(Dataset records Opens)

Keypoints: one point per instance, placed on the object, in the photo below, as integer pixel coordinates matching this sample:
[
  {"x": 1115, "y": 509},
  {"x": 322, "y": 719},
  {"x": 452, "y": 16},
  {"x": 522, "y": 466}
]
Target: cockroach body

(Dataset records Closes)

Exercise brief: Write out the records again, exactly as given.

Expected answer:
Keypoints: one point per instance, placed on the object, in the photo below, as integer pixel coordinates matching this sample:
[
  {"x": 1115, "y": 509},
  {"x": 322, "y": 719},
  {"x": 452, "y": 16},
  {"x": 522, "y": 466}
]
Target: cockroach body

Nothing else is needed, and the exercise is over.